Passage shown -
Travel bubble between Nunavut, Nunavik opens today

·2 min read
An inuksuk stands in Kuujjuaq, Nunavik. A travel bubble between Nunavik and Nunavut opened Thursday.  (Juanita Taylor/CBC - image credit)
An inuksuk stands in Kuujjuaq, Nunavik. A travel bubble between Nunavik and Nunavut opened Thursday. (Juanita Taylor/CBC - image credit)

Travellers who've been in Nunavut or Nunavik for at least two weeks can travel freely between the two areas as of Thursday, according to separate news releases from the Nunavut government and the Nunavik Regional Board of Health and Social Services.

That means visitors no longer have to self-isolate upon arrival or return. Children and those who haven't yet been vaccinated are allowed to take advantage of the bubble.

Visitors to Nunavik are required to get screened on day seven of their visit (learn more about how to do that here). Nunavut does not test for COVID-19 for the purpose of traveling.

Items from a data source
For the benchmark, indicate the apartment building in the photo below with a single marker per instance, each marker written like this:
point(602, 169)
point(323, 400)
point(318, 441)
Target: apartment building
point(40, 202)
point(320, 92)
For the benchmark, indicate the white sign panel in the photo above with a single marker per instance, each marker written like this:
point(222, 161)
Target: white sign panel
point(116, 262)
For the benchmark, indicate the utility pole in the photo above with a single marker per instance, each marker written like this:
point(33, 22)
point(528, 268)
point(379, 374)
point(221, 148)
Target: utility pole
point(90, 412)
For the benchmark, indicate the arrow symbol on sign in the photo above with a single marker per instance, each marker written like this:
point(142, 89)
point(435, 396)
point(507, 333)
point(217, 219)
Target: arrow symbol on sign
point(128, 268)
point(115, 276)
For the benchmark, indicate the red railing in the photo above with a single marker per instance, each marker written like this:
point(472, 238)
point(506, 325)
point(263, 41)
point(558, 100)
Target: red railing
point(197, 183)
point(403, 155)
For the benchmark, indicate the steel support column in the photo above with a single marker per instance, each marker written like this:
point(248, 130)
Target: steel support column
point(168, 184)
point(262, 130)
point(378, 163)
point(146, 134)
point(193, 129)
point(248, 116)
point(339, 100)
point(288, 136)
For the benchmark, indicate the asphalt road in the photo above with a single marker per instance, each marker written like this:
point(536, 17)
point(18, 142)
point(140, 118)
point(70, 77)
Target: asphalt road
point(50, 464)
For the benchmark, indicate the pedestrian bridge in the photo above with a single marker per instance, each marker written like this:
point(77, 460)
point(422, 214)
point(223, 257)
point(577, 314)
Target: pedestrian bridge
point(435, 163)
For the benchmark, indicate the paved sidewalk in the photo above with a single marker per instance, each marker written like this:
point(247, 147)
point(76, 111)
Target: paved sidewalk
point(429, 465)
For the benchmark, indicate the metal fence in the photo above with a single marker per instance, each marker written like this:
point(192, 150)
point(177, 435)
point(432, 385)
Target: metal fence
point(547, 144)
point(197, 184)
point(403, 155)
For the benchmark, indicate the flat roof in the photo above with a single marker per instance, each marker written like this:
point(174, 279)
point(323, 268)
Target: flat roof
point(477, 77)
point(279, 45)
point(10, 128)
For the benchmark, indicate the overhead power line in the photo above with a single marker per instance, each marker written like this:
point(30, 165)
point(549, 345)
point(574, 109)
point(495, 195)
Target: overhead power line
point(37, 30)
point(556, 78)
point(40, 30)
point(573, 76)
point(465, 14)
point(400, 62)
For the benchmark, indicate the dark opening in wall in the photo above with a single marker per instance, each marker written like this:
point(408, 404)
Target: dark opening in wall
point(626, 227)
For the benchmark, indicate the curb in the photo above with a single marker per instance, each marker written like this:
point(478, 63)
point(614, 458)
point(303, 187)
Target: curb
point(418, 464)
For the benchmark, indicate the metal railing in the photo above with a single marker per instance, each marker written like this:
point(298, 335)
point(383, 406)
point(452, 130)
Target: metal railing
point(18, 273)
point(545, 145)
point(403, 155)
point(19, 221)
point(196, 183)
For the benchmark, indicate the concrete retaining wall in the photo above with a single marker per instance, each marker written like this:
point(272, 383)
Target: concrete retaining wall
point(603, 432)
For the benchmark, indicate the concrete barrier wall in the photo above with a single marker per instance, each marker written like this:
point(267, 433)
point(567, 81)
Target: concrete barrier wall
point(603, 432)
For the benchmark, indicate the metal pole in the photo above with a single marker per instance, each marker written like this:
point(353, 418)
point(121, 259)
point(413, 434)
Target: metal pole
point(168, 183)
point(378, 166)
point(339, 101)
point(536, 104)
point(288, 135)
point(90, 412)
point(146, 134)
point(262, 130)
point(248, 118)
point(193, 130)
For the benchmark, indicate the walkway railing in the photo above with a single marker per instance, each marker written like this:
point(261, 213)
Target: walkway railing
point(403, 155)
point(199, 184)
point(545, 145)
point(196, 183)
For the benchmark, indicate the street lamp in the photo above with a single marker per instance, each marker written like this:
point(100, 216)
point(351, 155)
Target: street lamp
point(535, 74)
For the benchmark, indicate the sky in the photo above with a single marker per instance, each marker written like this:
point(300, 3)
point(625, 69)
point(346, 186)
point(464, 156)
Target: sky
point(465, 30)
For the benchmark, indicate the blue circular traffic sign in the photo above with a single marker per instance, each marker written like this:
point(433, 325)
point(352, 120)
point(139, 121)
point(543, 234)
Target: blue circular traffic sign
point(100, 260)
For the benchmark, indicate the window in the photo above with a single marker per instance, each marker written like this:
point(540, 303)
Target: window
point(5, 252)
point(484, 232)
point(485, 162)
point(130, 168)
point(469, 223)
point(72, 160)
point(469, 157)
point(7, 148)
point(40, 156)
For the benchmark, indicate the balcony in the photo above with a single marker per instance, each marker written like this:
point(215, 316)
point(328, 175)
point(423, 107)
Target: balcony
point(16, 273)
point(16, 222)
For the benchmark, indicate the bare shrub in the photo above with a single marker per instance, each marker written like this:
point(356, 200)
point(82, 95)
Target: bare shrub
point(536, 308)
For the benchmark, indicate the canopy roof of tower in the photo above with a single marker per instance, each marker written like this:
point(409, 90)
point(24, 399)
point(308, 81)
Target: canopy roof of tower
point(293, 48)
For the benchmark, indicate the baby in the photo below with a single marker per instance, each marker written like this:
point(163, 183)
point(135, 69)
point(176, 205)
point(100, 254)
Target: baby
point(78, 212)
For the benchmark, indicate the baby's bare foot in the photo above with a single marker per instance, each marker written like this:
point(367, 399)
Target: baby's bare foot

Tasks -
1. Rewrite everything in the travel bubble article from "That means visitors" down to "of the bubble.", replacing "self-isolate" with "quarantine".
2. Answer these questions from the travel bubble article.
(a) How long must travellers have been in Nunavut or Nunavik to travel freely between the two areas?
(b) On which day of their visit must visitors to Nunavik get screened?
(c) In which community does the inuksuk stand?
Base your work on the text alone.

Exercise answers -
1.
That means visitors no longer have to quarantine upon arrival or return. Children and those who haven't yet been vaccinated are allowed to take advantage of the bubble.

2.
(a) At least two weeks.
(b) Day seven.
(c) Kuujjuaq, Nunavik.